§ **READING PASSAGE**:
-- BEGIN --

Twentieth Century Fox
Starring Jet Li
Bridget Fonda
Tcheky Karyo
Ric Young
Burt Kwouk
Case ?
RPI $36.95 Music Craig Armstrong

Video Audio
Pan & Scan/Full Frame None English Dolby Digital 5.1 (384Kb/s)
English Audio Commentary Dolby Digital 2.0 (96Kb/s)
Widescreen Aspect Ratio 2.35:1
16x9 Enhancement
16x9 Enhanced
Video Format 576i (PAL)
Original Aspect Ratio 2.35:1 Miscellaneous
Jacket Pictures No
Subtitles English Smoking Yes
Annoying Product Placement No
Action In or After Credits No

NOTE: The Profanity Filter is ON. Turn it off here.

Plot Synopsis

    Kiss of the Dragon has amazing action scenes, with awesome martial arts and lots of pyrotechnics. It has a scantily-clad Bridget Fonda. It has a marvellous villain - quite an evil man. It has a lone warrior against a horde of enemies. Lots of cool stuff. It even has a plot, of sorts, although it's a pretty poor one.

    But it is a failure, and I can't really tell you why. It's not because I know and won't tell you - you know I'd tell you if I knew - it's because I can't really understand what the problem is. It's not that the plot is dreadful - films with worse plots have been a success (look at, for example, Big Trouble in Little China - you can't tell me that that isn't a dreadful plot!). It's certainly not the quality of the martial arts - this is a martial arts tour de force, helped in no small part by Jet Li's incredible level of skill. It's not the actors around him, either: Bridget Fonda is a skilled actress, Tcheky Karyo is superb, Burt Kwouk is very good (although I can't get his Pink Panther performances out of my head when I see him), and the minor characters are more than competent. The picture is tightly cut (there's barely a moment of wasted space in the entire feature). The music is very good, suiting the action on-screen well.

    I cannot stress too much how good the action sequences are. These are beautifully choreographed (action director Cory Yuen can take credit for this), and superbly performed. All the behind-the-scenes footage makes it clear that Jet Li is performing the stunts for real, without wires and without CGI (well, except for the snooker ball - you'll see what I mean) - he is very skilled.

-- END --

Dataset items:
-- BEGIN --

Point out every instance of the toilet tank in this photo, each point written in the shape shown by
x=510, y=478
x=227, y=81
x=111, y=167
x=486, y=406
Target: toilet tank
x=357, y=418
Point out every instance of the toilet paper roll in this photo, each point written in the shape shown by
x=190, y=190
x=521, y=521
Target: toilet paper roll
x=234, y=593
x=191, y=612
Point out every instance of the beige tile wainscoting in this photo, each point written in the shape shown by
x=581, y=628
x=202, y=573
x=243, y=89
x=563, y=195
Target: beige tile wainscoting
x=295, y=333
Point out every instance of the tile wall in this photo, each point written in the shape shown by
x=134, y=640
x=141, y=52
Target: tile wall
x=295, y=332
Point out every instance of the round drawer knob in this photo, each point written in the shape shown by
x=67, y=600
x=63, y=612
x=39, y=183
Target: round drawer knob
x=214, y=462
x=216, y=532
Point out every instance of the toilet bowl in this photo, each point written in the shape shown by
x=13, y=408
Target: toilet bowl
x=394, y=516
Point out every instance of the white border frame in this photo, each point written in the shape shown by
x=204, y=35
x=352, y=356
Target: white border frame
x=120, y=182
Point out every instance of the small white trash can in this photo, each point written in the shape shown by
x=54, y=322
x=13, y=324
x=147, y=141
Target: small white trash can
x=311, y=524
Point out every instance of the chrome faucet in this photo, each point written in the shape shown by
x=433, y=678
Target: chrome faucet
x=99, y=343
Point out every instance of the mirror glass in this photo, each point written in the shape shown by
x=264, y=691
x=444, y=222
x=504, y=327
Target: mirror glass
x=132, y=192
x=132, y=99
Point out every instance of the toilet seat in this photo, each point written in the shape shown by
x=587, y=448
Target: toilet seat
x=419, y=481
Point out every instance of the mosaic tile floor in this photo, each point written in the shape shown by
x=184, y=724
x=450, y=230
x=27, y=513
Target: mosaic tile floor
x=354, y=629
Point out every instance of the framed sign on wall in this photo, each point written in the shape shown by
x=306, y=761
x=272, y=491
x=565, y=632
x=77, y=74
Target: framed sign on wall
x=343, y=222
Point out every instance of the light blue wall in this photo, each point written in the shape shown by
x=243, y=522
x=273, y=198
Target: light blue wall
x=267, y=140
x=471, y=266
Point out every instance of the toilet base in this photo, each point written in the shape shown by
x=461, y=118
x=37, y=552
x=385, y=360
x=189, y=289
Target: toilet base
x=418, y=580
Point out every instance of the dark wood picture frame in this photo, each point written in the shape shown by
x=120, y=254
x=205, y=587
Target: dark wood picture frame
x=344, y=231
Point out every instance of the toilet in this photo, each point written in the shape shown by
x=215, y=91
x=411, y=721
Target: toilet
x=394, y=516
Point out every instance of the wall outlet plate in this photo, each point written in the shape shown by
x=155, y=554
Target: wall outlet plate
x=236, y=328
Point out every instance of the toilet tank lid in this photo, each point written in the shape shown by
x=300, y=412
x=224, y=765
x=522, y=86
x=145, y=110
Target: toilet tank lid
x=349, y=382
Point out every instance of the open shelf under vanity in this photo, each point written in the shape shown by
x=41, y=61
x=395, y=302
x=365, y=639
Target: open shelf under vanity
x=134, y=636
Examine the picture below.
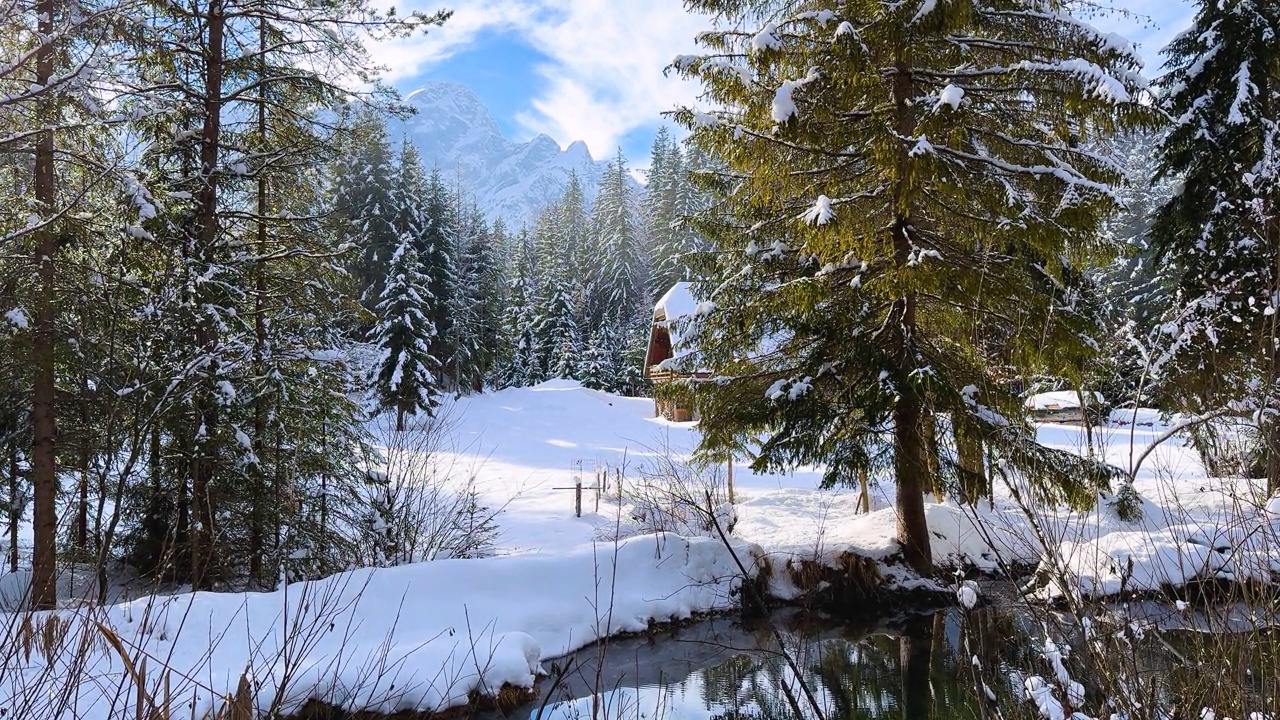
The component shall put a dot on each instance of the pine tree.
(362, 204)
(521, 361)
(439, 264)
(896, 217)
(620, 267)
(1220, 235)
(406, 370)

-- END --
-- BEGIN --

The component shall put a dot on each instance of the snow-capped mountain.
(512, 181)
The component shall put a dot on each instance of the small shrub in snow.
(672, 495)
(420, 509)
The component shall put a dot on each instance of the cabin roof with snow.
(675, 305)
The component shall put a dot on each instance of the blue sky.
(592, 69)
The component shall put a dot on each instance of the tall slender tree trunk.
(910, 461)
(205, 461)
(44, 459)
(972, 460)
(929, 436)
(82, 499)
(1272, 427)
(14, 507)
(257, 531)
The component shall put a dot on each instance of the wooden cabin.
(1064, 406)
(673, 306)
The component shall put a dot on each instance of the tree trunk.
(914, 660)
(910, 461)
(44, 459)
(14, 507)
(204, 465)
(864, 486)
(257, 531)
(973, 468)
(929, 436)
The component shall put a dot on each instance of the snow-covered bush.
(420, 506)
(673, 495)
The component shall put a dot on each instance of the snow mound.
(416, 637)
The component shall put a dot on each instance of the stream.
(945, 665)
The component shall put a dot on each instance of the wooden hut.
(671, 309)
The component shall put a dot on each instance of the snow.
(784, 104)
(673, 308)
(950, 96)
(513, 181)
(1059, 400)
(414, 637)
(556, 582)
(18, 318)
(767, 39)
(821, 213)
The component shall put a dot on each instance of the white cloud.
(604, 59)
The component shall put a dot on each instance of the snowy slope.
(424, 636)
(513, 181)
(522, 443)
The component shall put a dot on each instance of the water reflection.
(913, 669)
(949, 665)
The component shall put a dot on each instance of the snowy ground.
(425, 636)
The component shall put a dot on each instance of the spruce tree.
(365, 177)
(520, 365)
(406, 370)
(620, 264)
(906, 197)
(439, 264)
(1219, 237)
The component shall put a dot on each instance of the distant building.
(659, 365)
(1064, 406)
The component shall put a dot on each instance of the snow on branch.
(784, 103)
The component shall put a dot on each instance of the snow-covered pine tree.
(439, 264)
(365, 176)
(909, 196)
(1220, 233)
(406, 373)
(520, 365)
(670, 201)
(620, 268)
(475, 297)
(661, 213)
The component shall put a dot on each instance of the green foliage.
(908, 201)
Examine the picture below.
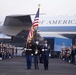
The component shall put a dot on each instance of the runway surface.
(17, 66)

-- END --

§ **YOUR INSTRUCTIONS**: Write the next part of the Kiss of the Dragon review, picking up after its last sentence. The items above have nothing to do with what comes next.

§ **RESULT OF THIS EXERCISE**:
    Maybe the problem is that we can't get involved with the characters. Jet Li's character is interesting (and placed in some difficult situations), but we really don't get to see inside him - he's tightly controlled, almost emotionless. He doesn't give us enough to work on. Even when (SPOILER ALERT: highlight with mouse to read) he ducks into a room to escape a large number of enemies with guns, only to find himself confronted by an entire martial arts class of black belts armed with batons, we see nothing on his face - a touch of emotion, and it would be very funny (Jackie Chan would do that moment well, even though I think Jet Li's martial arts skills are superior).

    Or maybe the problem is that a critical part of the plot of this film hinges on a coincidence. Is it really credible that (SPOILER ALERT: highlight with mouse to read) the only witness who can clear Jet Li's name happens to be standing outside the shop he is hiding in? I don't think so. This is poor plotting.

    One thing is certain - after watching this film, you will never look at acupuncture the same way again.

    If you want a film with fantastic action, brilliant martial arts, and a large budget for ammunition, this is a good choice. Just don't expect too much from the characters or the plot, and you should be fine.

Don't wish to see plot synopses in the future? Change your configuration.

Transfer Quality


    This film is presented in an aspect ratio of 2.35:1, 16x9 enhanced. That's the correct aspect ratio.

    The image is extremely good. It is extremely sharp, beautifully focussed, with excellent shadow detail, and no low-level noise. This is a reference-level transfer.

    Colour is superbly rendered. No exaggeration, no over-saturation, no colour bleed, just rich, deep, colours - including deeply detailed blacks.

    There are some film artefacts - the only two that rate above miniscule are at 18:13 and 42:36, but these are small white marks on single frames. A little disappointing for a film that's so recent, but acceptable. There's virtually no aliasing - I have no idea how this was achieved, because this level of sharpness is usually associated with some nasty aliasing, but not in this case. There is no moire, and no MPEG shimmer. Backgrounds are soft, gently out of focus, but that works - it's part of the style of this movie to have a fairly shallow depth of field. There is one sequence which displays some film grain, but given that it is set in the middle of the night, under low-light conditions, I think we can forgive them.

    There are subtitles in English (but no other languages). I watched them, and I can report that they are, as always, a little abbreviated at times, but they are accurate, well-timed, and easy to read..

    The disc is single-sided (nice picture label, better than the R1), RSDL, with the layer change quite early in the movie at 41:28. It's a pretty good change, happening at a moment when the on-screen image is still, but you may well notice it.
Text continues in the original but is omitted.